======== Dataset rows

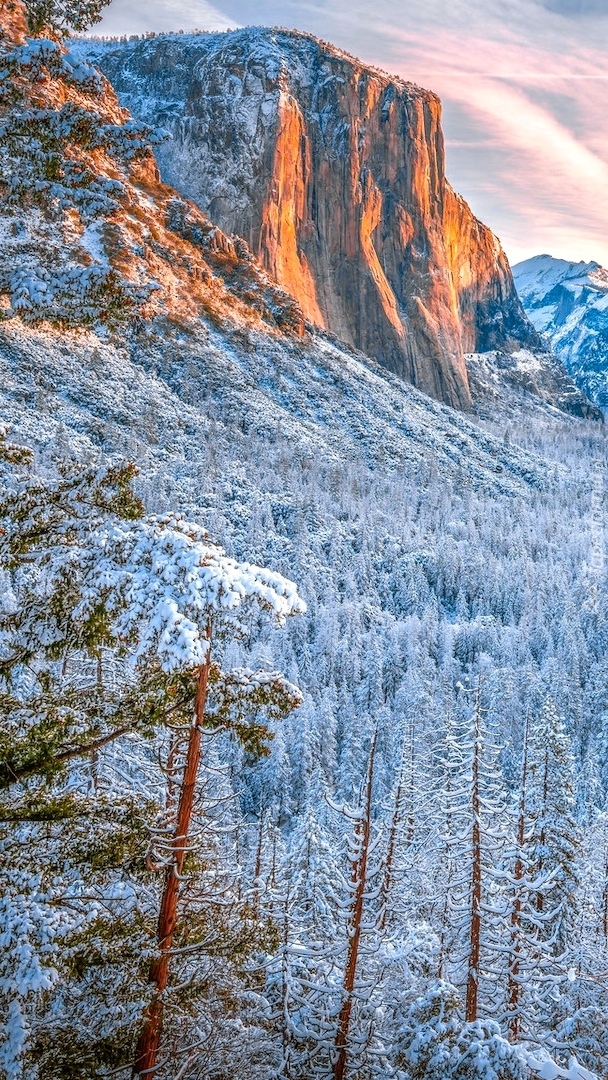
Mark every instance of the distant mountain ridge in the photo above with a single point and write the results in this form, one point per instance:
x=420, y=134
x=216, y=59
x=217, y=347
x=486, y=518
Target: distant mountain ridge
x=334, y=174
x=568, y=302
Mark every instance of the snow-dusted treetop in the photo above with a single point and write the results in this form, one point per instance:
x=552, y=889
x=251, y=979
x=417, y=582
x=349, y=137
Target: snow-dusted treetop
x=166, y=585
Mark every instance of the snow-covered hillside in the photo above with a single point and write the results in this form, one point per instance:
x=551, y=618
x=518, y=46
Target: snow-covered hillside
x=568, y=302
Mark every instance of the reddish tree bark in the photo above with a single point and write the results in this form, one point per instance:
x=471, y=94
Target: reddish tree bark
x=151, y=1031
x=388, y=879
x=475, y=934
x=359, y=879
x=514, y=986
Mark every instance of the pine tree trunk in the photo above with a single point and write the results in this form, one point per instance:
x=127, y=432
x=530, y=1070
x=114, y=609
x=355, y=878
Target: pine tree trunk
x=514, y=986
x=360, y=880
x=150, y=1036
x=388, y=879
x=475, y=933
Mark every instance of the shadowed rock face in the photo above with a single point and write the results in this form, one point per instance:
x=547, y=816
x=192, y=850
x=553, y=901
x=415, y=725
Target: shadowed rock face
x=334, y=174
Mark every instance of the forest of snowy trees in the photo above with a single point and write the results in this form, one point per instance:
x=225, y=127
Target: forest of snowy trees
x=405, y=874
x=304, y=701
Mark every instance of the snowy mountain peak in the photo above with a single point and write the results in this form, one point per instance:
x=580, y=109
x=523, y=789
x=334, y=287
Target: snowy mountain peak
x=334, y=173
x=568, y=302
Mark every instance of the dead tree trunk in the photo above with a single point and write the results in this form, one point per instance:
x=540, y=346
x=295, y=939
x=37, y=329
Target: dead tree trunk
x=475, y=932
x=150, y=1036
x=514, y=985
x=355, y=921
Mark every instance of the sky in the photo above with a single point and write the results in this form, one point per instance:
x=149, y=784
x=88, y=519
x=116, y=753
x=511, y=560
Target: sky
x=524, y=85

================

[Given task] Reproduce the listing above line for line without any alteration, omitting the pictures.

[Result]
Mark every instance of the distant mountain ridge in the photo above with a single point and write the results in this form, one point per instance:
x=420, y=134
x=216, y=59
x=217, y=347
x=486, y=518
Target: distant mountain ridge
x=334, y=174
x=568, y=302
Mark every instance of the snow-dusted treetop in the photo above with a single point and write the results in this form, one point per instance:
x=552, y=889
x=251, y=979
x=417, y=582
x=349, y=137
Target: snow-dusted treetop
x=166, y=585
Mark every instance of the snow-covered hillside in the photo above with a single point and write the results in this form, one point per instance:
x=551, y=618
x=518, y=46
Target: snow-covered hillside
x=568, y=302
Mark every instance of the reddish tree bark in the photo above with a single point and write the results in this form, one point per instance:
x=471, y=94
Target: reddish tree bark
x=151, y=1031
x=388, y=879
x=475, y=934
x=359, y=879
x=514, y=986
Mark every instance of the pine tree trunk in the photo above with a single point and write the results in this form, one point per instance:
x=127, y=432
x=530, y=1070
x=114, y=609
x=355, y=878
Target: pine tree trunk
x=514, y=986
x=360, y=880
x=150, y=1036
x=388, y=879
x=475, y=933
Mark every instance of the shadowed rock face in the photo above with a single point and write the results in this form, one point per instance:
x=547, y=816
x=192, y=850
x=553, y=901
x=415, y=725
Target: shadowed rock face
x=334, y=174
Mark every instance of the forest of snowy trees in the photo above with a single point and write the results in this form, one point per instance:
x=225, y=127
Target: forest of snowy trees
x=405, y=874
x=304, y=701
Mark every instance of the snowy mountain peak in the photo above with a single point and write the results in this form, one point per instance:
x=580, y=109
x=523, y=789
x=334, y=287
Target: snowy mountain peak
x=334, y=173
x=568, y=302
Mark every instance of the dead tree trunk in the photo above with a single point and write the results in this form, one point per instance:
x=540, y=346
x=295, y=939
x=37, y=329
Target: dead tree trunk
x=475, y=932
x=150, y=1036
x=514, y=985
x=355, y=921
Mark every instance of the sky in the photo above with a single point and write the results in this form, one point per instance:
x=149, y=784
x=88, y=519
x=116, y=753
x=511, y=560
Target: sky
x=524, y=85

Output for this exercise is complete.